### 本文抜粋
┌────────

蒸気機関車を追い積替えヤードの方に引き返すと
ディーゼル機関車も1台停まっていて、どちらも単機で待機中


しばらく動く気配が無い様で工場の中を見せてもらった


入り口辺りに積まれていたのは巨大なローラ
片端には更に大きな歯車が付く。


その奥に並んでいたのがスチームエンジン


蒸気機関車の様にシリンダの動きから
ロッドとクランクを介し、大きなはずみ車を回転させている。


欧米の博物館にしか無いものだと思っていた物が
現役で動いていた。


しかも何台も並んでいる


動きが大きな部分にはガードや柵が付けられていた


STORKというオランダのメーカでこれは1917年製


反対側にはハンドルや計器などがついていた


工場より奥から脇に入ったところに機関庫があった


庫内にもまだ機関車がいたが、これらは当分動かさなそうな状態だった


修理中の機関車の前には大量の薪が積み上げられていて、
現在動いている機関車が入るスペースが無い状態になっていた
季節はずれの大雨の対応だろうか。


機関庫の奥には工場に搬入する為のヤードがあり
火の入った機関車の姿も見えた


ただ、機関士は車体の陰に座って休憩中で
しばらく動きそうもない。


工場搬入のヤードは本線の横に位置し、
列車は一旦引込み線に出てスイッチバックで入る様になっていた。
その引込み線は工場の敷地外の様で、線路沿いに民家が建っていた


ずっと引込み線沿いに歩いていくと、
それまでの複線が単線になり機まわしが出来る形になっていた


その先すぐでスリーナインの様に線路が斜め上を向いてエンド。


路線を一通り見て積替えヤードに戻る。
構内にはリキシャも入ってくる。


待機している機関車は3台に増えたが、サトウキビを積んだ貨車は少ない
降雨により前日の収穫が少なかった様だが、時間が経つにつれトラックの姿が増えている。


機関車達はまだ単機で待機


運転手は、その機関車で待機。


薪積みのテンダーは風通しの良い日陰で心地良さそう


まだトラックも少ない


他の動きが少ないうちに積み込み作業を観察。

└────────

### 提供エントリ
┌────────

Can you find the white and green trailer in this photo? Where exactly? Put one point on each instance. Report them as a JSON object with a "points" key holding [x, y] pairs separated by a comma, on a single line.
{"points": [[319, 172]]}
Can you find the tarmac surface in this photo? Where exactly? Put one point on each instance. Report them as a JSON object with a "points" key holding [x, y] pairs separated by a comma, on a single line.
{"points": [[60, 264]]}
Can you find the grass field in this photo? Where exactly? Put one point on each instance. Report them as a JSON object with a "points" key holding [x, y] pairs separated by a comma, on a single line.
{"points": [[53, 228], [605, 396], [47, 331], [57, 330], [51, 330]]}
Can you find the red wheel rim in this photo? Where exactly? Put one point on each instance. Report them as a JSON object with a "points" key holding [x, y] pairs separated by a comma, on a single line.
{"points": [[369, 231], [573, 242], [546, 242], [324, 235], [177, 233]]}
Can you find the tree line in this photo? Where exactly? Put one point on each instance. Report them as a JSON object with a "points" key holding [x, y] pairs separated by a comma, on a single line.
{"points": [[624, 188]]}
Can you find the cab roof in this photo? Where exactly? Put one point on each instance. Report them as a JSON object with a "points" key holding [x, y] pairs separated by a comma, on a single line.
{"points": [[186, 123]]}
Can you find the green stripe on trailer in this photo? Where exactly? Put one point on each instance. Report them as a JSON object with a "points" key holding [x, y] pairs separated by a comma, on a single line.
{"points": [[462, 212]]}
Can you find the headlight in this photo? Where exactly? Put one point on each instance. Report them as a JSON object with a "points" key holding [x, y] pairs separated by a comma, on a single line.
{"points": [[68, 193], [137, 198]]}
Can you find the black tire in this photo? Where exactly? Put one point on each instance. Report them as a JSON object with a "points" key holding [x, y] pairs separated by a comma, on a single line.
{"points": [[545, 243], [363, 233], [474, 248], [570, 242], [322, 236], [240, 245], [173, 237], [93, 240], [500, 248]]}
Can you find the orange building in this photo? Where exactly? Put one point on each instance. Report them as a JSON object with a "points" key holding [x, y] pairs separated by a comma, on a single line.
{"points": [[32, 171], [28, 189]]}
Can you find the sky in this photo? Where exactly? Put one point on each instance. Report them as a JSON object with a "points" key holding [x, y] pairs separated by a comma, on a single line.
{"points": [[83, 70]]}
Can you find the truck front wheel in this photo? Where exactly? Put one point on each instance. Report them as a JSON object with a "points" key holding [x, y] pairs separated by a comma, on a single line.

└────────

### 記述問題 A
本文抜粋の「ずっと引込み線沿いに歩いていくと、」から「れトラックの姿が増えている。」までを、「リキシャ」を「自転車」に変えて書き直してもらえますか？
### 記述問題 B
エントリの「Can you find the orange」を含む行からエントリの最後の行までを、両端の行も含めてそのまま書き写してもらえますか？

### 出力全文 A
ずっと引込み線沿いに歩いていくと、
それまでの複線が単線になり機まわしが出来る形になっていた


その先すぐでスリーナインの様に線路が斜め上を向いてエンド。


路線を一通り見て積替えヤードに戻る。
構内には自転車も入ってくる。


待機している機関車は3台に増えたが、サトウキビを積んだ貨車は少ない
降雨により前日の収穫が少なかった様だが、時間が経つにつれトラックの姿が増えている。

### 出力全文 B
Can you find the orange building in this photo? Where exactly? Put one point on each instance. Report them as a JSON object with a "points" key holding [x, y] pairs separated by a comma, on a single line.
{"points": [[32, 171], [28, 189]]}
Can you find the sky in this photo? Where exactly? Put one point on each instance. Report them as a JSON object with a "points" key holding [x, y] pairs separated by a comma, on a single line.
{"points": [[83, 70]]}
Can you find the truck front wheel in this photo? Where exactly? Put one point on each instance. Report them as a JSON object with a "points" key holding [x, y] pairs separated by a comma, on a single line.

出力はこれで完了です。